## Task objective
Copy out the listing that follows, exact in every word, and skip the images.

## Input
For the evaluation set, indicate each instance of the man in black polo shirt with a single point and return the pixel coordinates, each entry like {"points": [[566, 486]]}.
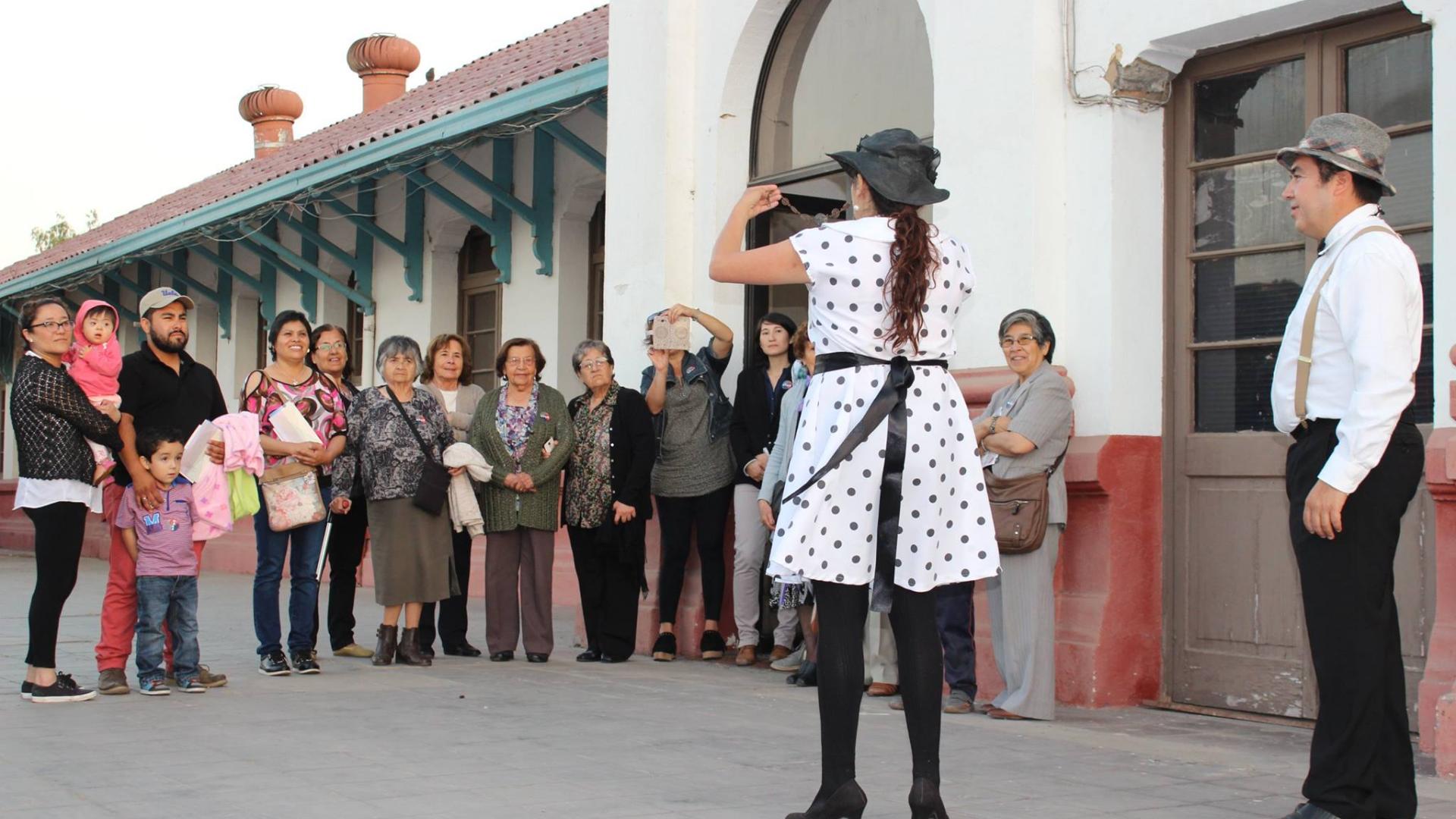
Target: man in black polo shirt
{"points": [[161, 388]]}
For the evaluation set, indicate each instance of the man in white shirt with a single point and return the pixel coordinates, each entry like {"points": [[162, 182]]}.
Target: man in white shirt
{"points": [[1343, 388]]}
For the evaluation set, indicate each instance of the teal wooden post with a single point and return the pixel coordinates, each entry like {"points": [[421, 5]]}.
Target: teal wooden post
{"points": [[503, 169], [416, 240], [544, 199], [364, 251]]}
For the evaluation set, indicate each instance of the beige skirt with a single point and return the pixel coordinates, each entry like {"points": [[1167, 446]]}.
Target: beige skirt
{"points": [[411, 553]]}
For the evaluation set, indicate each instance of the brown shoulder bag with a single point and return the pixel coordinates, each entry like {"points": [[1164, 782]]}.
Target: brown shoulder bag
{"points": [[1019, 507]]}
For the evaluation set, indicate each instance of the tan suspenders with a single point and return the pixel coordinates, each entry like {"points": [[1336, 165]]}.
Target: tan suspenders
{"points": [[1307, 341]]}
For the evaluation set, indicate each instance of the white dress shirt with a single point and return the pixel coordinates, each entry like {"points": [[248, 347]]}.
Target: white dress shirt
{"points": [[1367, 344]]}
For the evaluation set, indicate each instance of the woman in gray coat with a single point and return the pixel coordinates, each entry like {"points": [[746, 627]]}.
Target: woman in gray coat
{"points": [[447, 378], [1022, 431]]}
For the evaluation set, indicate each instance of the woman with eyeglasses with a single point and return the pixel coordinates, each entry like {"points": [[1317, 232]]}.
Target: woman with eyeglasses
{"points": [[607, 502], [1024, 431], [523, 430], [447, 378], [53, 419], [331, 359]]}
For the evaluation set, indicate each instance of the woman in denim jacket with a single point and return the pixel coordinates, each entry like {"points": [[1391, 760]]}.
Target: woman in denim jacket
{"points": [[693, 475]]}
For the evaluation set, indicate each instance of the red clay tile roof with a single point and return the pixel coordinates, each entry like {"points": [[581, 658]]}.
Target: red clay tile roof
{"points": [[566, 46]]}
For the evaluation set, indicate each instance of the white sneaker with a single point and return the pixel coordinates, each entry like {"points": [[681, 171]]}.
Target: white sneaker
{"points": [[789, 664]]}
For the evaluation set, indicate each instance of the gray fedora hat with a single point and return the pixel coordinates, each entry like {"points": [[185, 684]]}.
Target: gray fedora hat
{"points": [[1347, 142], [896, 165]]}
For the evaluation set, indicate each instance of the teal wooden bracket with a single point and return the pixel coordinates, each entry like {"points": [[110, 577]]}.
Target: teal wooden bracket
{"points": [[308, 231], [544, 196], [299, 265], [503, 169], [416, 237], [364, 253], [308, 284], [114, 278], [363, 219], [576, 143]]}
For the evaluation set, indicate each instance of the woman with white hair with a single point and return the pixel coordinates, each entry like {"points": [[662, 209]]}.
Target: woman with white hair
{"points": [[410, 547]]}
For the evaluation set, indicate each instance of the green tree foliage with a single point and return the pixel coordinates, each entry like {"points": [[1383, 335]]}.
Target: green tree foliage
{"points": [[47, 238]]}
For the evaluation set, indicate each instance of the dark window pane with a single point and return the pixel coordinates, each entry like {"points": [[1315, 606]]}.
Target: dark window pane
{"points": [[1258, 110], [1408, 165], [1421, 246], [1424, 410], [1234, 390], [1389, 82], [1247, 297], [1241, 207]]}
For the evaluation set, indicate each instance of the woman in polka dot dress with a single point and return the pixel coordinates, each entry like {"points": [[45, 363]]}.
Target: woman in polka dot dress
{"points": [[883, 488]]}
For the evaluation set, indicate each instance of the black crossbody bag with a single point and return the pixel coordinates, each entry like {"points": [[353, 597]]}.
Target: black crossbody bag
{"points": [[435, 479]]}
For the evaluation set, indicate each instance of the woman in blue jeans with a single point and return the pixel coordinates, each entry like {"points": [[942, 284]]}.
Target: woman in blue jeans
{"points": [[289, 379]]}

## Written response
For the evaluation set, indicate each instance of the man in black polo shirt with a single point and return the pixel coordinates, each entry like {"points": [[566, 486]]}.
Target: man in black polo shirt
{"points": [[161, 388]]}
For the evaluation set, indicate each instance of the man in white shirt with a single point and return the pixel coordinates, each entry like {"points": [[162, 182]]}.
Target: man in white shirt
{"points": [[1343, 388]]}
For the evaluation set, indicate each instance of the teal wooden post with a single point and return the pixel coordinates, each entry like {"points": [[421, 5]]}.
Target: teal wooden post
{"points": [[503, 169], [416, 240], [544, 199], [364, 251]]}
For the evaluation set, indicate each instance of the beige skirt with a single point and return the pixel coordinates, each entry like {"points": [[1167, 446]]}.
Target: beige skirt
{"points": [[411, 553]]}
For the evaluation set, indicate each instance of the brown shoulder bag with a single point and return the pixel coordinates, each entry like {"points": [[1164, 782]]}.
Target: brown shoulder bag
{"points": [[1019, 507]]}
For the evaluation set, indicate each instance of the tan suspenders with a single point and return the pixel coordinates, each entry like {"points": [[1336, 165]]}.
Target: tan suspenders
{"points": [[1307, 341]]}
For the evaluation set, indicate each instance of the white dress shirt with a single point and return the pixel coordinates, each entry like {"points": [[248, 347]]}.
Target: white dress shirt
{"points": [[1367, 344]]}
For the evaluation set, indicate each instance of the woman in gray coat with a single point and return the pixel coordinates, each entry like {"points": [[746, 627]]}.
Target: woman in gray coat
{"points": [[447, 378], [1022, 431]]}
For the evaluation set, indicate each instance of the woman with eyeglasses with a single point and return the pixel coordinates, each entry like {"points": [[1317, 232]]}.
Target: woman with eyeglasses
{"points": [[607, 502], [1024, 431], [523, 430], [447, 378], [53, 419], [331, 359]]}
For the evaluation set, indicate each instance of the woman in denim jacket with a single point and return the pixel coordinates, each entry like {"points": [[1391, 760]]}.
Target: woman in denim jacket
{"points": [[693, 475]]}
For the evaluation set, indicate each instance of the red clay tile roof with a single point and return the pixel coordinates, each entry like {"points": [[581, 658]]}.
Target: red clay tile roof
{"points": [[566, 46]]}
For the evaluation set, indicate each instance of the white sneaker with a single point and return the pixel coordinates, each entry like {"points": [[681, 171]]}.
Target: white sneaker
{"points": [[789, 664]]}
For the evaluation set, indicate each instance of the gray fedora hat with a single point and return the pixel coordinates, each entry like {"points": [[185, 684]]}.
Target: gray fedora hat
{"points": [[1347, 142], [896, 165]]}
For the evaluation set, indicate each instance of the teal wooden bracket with a single point and return the pixel coordinates, each entry like {"points": [[110, 577]]}.
Target: teal wooden bracket
{"points": [[308, 231], [544, 196], [299, 265], [503, 169], [416, 237], [364, 253], [308, 284], [114, 278], [363, 219], [576, 143]]}
For the evaluation set, indicate each instance of the woman with white hair with a single point and return the pixel coordinates, each entry like {"points": [[662, 209]]}.
Target: woman with white hair
{"points": [[410, 547]]}
For the evaluation set, indicate each instance of the green tree foliage with a single point and return the pixel coordinates, each entry like {"points": [[1383, 335]]}.
Target: green tree foliage
{"points": [[47, 238]]}
For the evaluation set, indicate each instance of the dark window pane with a single point and return the pixel coordinates, each entry like {"points": [[1315, 606]]}.
Target: dark window pane
{"points": [[1258, 110], [1408, 165], [1421, 246], [1424, 410], [1234, 390], [1389, 82], [1247, 297], [1241, 207]]}
For the evaluation set, indicate each instance of the woman in polka dot dress with a single point and return the pixel coordinates, each entry like {"points": [[45, 363]]}.
Target: woman in polka dot dress
{"points": [[883, 488]]}
For the evaluation set, indicate each instance of the black crossbody bag with a single point and return the pixel coordinates, each entry like {"points": [[353, 597]]}.
Target: black crossbody bag
{"points": [[435, 479]]}
For the evaluation set, indicate each instance of the woman in blue jeans with a single point and return the pixel coordinates, each entry like {"points": [[942, 284]]}.
Target: woman in blue jeans
{"points": [[289, 379]]}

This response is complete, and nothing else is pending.